• **TASK OBJECTIVE**
Present every line of the material below as a JSON list of strings, one string per line, leaving out blank lines.

[Saved entries]

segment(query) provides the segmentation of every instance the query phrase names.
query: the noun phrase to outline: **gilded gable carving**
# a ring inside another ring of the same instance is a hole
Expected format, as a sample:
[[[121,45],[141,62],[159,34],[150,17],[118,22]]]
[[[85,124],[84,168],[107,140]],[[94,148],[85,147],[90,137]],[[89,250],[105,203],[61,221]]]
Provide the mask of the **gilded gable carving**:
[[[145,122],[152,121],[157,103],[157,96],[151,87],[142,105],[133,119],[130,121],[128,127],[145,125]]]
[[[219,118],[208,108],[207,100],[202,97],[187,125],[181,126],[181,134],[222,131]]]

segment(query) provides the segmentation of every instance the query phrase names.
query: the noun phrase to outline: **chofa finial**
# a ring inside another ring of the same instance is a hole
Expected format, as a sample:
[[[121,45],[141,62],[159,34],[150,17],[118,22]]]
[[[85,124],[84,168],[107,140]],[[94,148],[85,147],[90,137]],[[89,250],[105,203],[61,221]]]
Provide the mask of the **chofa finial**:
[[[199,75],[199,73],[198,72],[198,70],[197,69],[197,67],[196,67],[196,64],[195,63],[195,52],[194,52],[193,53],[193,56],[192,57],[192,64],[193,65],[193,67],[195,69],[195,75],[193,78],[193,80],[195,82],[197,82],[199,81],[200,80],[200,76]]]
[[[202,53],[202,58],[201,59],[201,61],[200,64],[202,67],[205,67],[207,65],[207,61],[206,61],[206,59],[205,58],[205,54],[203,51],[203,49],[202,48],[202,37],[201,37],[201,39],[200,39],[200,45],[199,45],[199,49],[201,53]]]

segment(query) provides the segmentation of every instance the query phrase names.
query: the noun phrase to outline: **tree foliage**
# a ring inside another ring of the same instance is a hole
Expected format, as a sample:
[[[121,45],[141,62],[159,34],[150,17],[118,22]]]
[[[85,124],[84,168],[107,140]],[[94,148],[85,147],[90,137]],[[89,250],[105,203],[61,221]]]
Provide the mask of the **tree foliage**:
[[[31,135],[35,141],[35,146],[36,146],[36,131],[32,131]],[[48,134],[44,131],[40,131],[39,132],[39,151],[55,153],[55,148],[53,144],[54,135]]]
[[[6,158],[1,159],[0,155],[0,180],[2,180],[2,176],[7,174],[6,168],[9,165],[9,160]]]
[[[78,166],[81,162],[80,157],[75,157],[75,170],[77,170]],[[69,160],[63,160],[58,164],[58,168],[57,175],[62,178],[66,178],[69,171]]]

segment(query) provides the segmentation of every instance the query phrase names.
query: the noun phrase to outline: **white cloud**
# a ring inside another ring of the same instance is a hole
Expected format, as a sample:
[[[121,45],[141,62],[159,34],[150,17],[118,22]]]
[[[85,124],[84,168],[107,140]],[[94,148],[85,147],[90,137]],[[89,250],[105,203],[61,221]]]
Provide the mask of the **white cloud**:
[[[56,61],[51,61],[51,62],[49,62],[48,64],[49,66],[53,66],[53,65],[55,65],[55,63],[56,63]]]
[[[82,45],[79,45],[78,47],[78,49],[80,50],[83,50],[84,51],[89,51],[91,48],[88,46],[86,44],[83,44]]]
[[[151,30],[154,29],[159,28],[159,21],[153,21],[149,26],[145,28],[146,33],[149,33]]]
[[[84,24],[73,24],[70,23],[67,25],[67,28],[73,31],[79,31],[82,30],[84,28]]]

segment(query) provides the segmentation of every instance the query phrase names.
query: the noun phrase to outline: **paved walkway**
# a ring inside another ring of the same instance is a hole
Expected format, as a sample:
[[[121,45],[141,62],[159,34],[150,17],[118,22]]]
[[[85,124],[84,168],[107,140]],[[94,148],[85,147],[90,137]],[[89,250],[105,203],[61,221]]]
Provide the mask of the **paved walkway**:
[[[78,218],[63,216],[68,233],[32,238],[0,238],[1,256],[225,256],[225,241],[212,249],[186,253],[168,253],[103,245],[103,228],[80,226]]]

• **TASK OUTPUT**
[
  "segment(query) provides the segmentation of every instance the query phrase names.",
  "query: the noun phrase to outline: **gilded gable carving**",
  "# a ring inside another ring of the same instance is a hole",
  "Expected format, as a sample:",
  "[[[121,45],[141,62],[159,34],[150,17],[118,22]]]",
  "[[[85,124],[84,168],[107,140]],[[94,148],[85,147],[90,137]],[[89,250],[105,203],[61,221]]]",
  "Provide the mask of the **gilded gable carving**:",
  "[[[145,122],[152,121],[157,103],[157,96],[151,87],[142,105],[133,119],[130,121],[128,127],[145,125]]]",
  "[[[219,118],[208,108],[207,100],[202,97],[187,125],[181,126],[181,134],[222,131]]]",
  "segment(query) provides the segmentation of every instance the query phrase names.",
  "query: the noun phrase to outline: **chofa finial**",
  "# a ring inside another ring of the same instance is a hole",
  "Expected format, as a sample:",
  "[[[121,45],[141,62],[159,34],[150,17],[118,22]]]",
  "[[[85,124],[84,168],[107,140]],[[94,148],[85,147],[90,137]],[[89,250],[105,203],[61,221]]]",
  "Provide the mask of the **chofa finial**:",
  "[[[199,75],[199,73],[198,72],[198,70],[197,69],[197,67],[196,67],[196,64],[195,63],[195,52],[194,52],[193,53],[193,56],[192,57],[192,64],[193,65],[193,67],[195,69],[195,75],[193,78],[193,80],[195,82],[197,82],[199,81],[200,80],[200,76]]]",
  "[[[202,53],[202,58],[201,59],[201,61],[200,64],[202,67],[205,67],[207,65],[207,61],[206,61],[206,59],[205,58],[205,54],[203,51],[203,49],[202,48],[202,37],[201,37],[201,39],[200,39],[200,45],[199,45],[199,49],[201,53]]]",
  "segment(query) provides the segmentation of every instance the query phrase names.",
  "query: the noun phrase to outline: **tree foliage**",
  "# a ring inside another ring of the same instance is a hole",
  "Expected format, as a sample:",
  "[[[121,45],[141,62],[159,34],[150,17],[118,22]]]",
  "[[[85,124],[84,168],[107,140]],[[94,148],[85,147],[90,137]],[[89,250],[105,203],[61,221]]]",
  "Provide the mask of the **tree foliage**:",
  "[[[31,135],[35,141],[35,146],[36,146],[36,131],[32,131]],[[48,134],[44,131],[40,131],[39,132],[39,151],[55,153],[55,148],[53,144],[54,135]]]",
  "[[[6,158],[1,159],[0,155],[0,180],[2,180],[2,176],[7,174],[6,168],[9,165],[9,160]]]",
  "[[[78,166],[81,162],[80,157],[75,157],[75,170],[77,170]],[[69,160],[63,160],[58,164],[58,168],[57,175],[62,178],[66,178],[69,171]]]",
  "segment(query) provides the segmentation of every instance the query phrase names.",
  "query: the noun phrase to outline: **white cloud**",
  "# a ring inside another ring of the same instance is a hole",
  "Expected format, as a sample:",
  "[[[121,45],[141,62],[159,34],[150,17],[118,22]]]",
  "[[[85,124],[84,168],[107,140]],[[94,148],[85,147],[90,137]],[[89,250],[105,203],[61,221]]]",
  "Provide the mask of the **white cloud**:",
  "[[[56,61],[51,61],[51,62],[49,62],[48,64],[49,66],[53,66],[53,65],[55,65],[55,63],[56,63]]]",
  "[[[82,45],[79,45],[78,47],[78,49],[80,50],[83,50],[84,51],[89,51],[91,48],[88,46],[86,44],[83,44]]]",
  "[[[151,30],[154,29],[159,28],[159,21],[153,21],[149,26],[145,28],[146,33],[149,33]]]",
  "[[[84,24],[73,24],[70,23],[67,25],[67,28],[73,31],[79,31],[82,30],[84,28]]]",
  "segment(query) provides the segmentation of every instance the query phrase names.",
  "query: the noun phrase to outline: **paved walkway**",
  "# a ring inside another ring of the same instance is a hole",
  "Expected format, as a sample:",
  "[[[121,45],[141,62],[159,34],[150,17],[118,22]]]",
  "[[[85,124],[84,168],[107,140]],[[94,148],[85,147],[90,137]],[[89,250],[105,203],[61,221]]]",
  "Provide the mask of the **paved walkway**:",
  "[[[78,218],[63,216],[68,233],[32,238],[0,238],[1,256],[225,256],[225,241],[212,249],[186,253],[168,253],[103,245],[103,228],[80,226]]]"
]